(Beginning of Document text)
Normal year for ticks, mosquitos locally
ESCANABA — In the Upper Peninsula, summer weather is associated with the arrival of ticks and mosquitos. Local experts said the area’s populations of both these pests have not been higher than normal this year.
“I’d say it’s been a fair tick season for the month of June,” Delta Conservation District Executive Director Rory Mattson said.
This is likely the case due to the long winter and slow start to summer the Upper Peninsula has experienced this year. Ticks normally start emerging in mid-May. However, this was affected by the fact temperatures in the area have been unseasonably cool.
Michael Snyder, health officer for Public Health, Delta and Menominee Counties (PHDM), agreed with Mattson’s assessment of the area’s tick season. PHDM sends live deer ticks people bring in to a Michigan Department of Health and Human Services lab in Lansing for Lyme disease testing each year.
“We have not had that many ticks brought in this year,” he said.
Mattson said he does not expect the area’s tick population to get significantly larger than it has been this summer.
“Now that the weather’s starting to warm up, they should be on the down cycle,” he said.
(End of Document text)
(Beginning of Data supplied)
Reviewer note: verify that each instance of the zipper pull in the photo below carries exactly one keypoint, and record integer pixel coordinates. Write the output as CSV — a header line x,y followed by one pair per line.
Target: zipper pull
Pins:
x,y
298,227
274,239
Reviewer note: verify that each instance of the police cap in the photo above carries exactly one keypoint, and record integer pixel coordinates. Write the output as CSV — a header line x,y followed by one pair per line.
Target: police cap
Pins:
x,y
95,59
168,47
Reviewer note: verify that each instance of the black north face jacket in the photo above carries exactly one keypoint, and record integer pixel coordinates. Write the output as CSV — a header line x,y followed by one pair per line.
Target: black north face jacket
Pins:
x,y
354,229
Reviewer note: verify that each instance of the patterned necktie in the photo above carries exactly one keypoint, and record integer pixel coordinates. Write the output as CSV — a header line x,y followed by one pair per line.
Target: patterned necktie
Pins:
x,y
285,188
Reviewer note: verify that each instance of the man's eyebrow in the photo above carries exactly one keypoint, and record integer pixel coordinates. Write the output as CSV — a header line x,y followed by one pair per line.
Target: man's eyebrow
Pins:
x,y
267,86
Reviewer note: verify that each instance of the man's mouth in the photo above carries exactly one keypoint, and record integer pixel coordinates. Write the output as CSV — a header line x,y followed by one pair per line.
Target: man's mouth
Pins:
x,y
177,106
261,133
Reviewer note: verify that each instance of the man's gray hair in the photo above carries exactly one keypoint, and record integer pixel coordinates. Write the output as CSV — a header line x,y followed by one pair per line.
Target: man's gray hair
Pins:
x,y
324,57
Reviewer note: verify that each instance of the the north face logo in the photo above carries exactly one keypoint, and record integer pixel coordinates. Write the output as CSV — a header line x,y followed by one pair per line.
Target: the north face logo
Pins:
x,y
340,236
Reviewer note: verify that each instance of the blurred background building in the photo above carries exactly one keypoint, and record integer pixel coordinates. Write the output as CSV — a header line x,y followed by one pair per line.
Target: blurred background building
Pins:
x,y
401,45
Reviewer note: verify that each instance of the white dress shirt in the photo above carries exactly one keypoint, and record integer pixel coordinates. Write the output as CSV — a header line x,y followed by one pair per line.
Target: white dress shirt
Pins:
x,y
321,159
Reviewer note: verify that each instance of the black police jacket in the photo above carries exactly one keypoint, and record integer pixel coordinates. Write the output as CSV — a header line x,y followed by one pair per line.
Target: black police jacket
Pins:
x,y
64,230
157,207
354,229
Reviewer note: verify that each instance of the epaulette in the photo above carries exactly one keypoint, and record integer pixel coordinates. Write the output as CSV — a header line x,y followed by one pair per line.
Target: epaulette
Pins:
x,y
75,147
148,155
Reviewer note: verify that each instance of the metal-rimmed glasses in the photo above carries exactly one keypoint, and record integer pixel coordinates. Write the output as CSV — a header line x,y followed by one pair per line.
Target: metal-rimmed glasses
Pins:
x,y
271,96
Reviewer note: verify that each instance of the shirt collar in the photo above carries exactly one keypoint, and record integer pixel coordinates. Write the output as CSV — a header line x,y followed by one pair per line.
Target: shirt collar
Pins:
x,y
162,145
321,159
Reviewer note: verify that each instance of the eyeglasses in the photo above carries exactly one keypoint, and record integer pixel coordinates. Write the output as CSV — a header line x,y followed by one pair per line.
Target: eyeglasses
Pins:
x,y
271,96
(End of Data supplied)
(Beginning of Data supplied)
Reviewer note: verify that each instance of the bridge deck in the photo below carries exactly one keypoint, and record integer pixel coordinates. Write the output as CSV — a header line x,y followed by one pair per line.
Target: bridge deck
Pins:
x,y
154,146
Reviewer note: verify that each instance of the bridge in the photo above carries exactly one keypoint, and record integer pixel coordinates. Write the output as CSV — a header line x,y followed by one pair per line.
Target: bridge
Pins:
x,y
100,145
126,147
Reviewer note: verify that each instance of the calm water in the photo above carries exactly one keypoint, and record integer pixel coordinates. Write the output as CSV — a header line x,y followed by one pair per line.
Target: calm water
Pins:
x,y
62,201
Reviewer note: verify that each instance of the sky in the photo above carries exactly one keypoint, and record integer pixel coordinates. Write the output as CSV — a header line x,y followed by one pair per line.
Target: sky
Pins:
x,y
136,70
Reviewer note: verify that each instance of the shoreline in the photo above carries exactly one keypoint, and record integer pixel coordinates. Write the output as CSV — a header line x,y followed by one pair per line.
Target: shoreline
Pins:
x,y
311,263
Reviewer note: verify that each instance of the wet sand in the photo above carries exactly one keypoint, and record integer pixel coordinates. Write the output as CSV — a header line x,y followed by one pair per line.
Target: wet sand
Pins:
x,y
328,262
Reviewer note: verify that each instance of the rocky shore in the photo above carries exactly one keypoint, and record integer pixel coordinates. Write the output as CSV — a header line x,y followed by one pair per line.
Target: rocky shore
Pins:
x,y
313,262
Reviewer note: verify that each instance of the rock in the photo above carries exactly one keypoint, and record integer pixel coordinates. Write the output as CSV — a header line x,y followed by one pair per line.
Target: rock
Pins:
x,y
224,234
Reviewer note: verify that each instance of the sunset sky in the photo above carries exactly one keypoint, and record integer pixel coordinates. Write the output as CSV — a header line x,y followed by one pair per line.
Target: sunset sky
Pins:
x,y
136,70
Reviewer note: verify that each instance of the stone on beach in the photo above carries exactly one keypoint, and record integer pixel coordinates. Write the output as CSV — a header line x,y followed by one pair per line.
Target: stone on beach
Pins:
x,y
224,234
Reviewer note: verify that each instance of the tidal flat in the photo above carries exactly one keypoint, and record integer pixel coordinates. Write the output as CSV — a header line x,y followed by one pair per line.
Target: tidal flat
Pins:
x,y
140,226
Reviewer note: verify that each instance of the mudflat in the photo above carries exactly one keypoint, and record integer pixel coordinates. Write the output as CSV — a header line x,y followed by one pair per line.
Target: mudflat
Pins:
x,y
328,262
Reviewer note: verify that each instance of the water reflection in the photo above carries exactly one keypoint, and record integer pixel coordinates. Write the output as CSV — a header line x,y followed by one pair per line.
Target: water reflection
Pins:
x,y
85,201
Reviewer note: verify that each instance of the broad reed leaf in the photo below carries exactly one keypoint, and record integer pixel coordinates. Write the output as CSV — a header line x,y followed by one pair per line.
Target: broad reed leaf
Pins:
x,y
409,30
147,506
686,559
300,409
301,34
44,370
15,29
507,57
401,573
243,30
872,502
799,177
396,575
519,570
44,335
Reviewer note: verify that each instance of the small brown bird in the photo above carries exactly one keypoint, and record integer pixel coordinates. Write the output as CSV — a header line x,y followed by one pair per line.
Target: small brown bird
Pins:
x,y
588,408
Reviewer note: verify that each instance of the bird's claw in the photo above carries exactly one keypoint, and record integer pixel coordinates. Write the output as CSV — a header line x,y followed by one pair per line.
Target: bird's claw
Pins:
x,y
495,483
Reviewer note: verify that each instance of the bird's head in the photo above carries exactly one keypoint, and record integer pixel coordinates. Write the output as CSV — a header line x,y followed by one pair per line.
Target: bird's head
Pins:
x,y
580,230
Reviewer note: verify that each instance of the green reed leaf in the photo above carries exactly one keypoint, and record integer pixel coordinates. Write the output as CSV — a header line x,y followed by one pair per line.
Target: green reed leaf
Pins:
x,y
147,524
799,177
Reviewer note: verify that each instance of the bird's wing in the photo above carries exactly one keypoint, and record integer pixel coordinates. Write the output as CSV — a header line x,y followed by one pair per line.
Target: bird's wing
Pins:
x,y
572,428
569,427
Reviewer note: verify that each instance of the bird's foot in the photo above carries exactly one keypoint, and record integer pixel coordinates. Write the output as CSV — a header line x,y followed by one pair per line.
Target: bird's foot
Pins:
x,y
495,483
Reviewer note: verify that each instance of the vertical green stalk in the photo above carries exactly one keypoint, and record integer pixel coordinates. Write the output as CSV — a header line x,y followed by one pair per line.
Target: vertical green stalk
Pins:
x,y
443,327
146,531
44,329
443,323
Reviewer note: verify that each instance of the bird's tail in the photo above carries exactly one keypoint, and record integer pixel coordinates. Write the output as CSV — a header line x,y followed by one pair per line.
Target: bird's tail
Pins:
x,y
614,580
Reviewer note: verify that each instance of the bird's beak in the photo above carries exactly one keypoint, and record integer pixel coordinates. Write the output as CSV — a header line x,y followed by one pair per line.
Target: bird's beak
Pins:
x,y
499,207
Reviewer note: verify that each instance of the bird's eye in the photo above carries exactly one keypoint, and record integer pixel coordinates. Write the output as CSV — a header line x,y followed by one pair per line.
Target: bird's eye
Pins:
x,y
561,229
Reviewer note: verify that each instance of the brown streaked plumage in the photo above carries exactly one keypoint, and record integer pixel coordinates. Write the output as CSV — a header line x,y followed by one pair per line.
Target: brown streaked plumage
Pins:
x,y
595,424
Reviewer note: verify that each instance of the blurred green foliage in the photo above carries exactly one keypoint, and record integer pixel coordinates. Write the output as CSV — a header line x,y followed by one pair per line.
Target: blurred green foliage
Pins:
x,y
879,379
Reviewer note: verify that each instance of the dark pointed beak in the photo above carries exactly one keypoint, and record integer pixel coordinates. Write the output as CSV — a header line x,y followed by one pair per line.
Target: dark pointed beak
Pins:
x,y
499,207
(End of Data supplied)
Problem to work on
Copy the full article on this year's ticks and mosquitos word for word.

Completed task
Normal year for ticks, mosquitos locally
ESCANABA — In the Upper Peninsula, summer weather is associated with the arrival of ticks and mosquitos. Local experts said the area’s populations of both these pests have not been higher than normal this year.
“I’d say it’s been a fair tick season for the month of June,” Delta Conservation District Executive Director Rory Mattson said.
This is likely the case due to the long winter and slow start to summer the Upper Peninsula has experienced this year. Ticks normally start emerging in mid-May. However, this was affected by the fact temperatures in the area have been unseasonably cool.
Michael Snyder, health officer for Public Health, Delta and Menominee Counties (PHDM), agreed with Mattson’s assessment of the area’s tick season. PHDM sends live deer ticks people bring in to a Michigan Department of Health and Human Services lab in Lansing for Lyme disease testing each year.
“We have not had that many ticks brought in this year,” he said.
Mattson said he does not expect the area’s tick population to get significantly larger than it has been this summer.
“Now that the weather’s starting to warm up, they should be on the down cycle,” he said.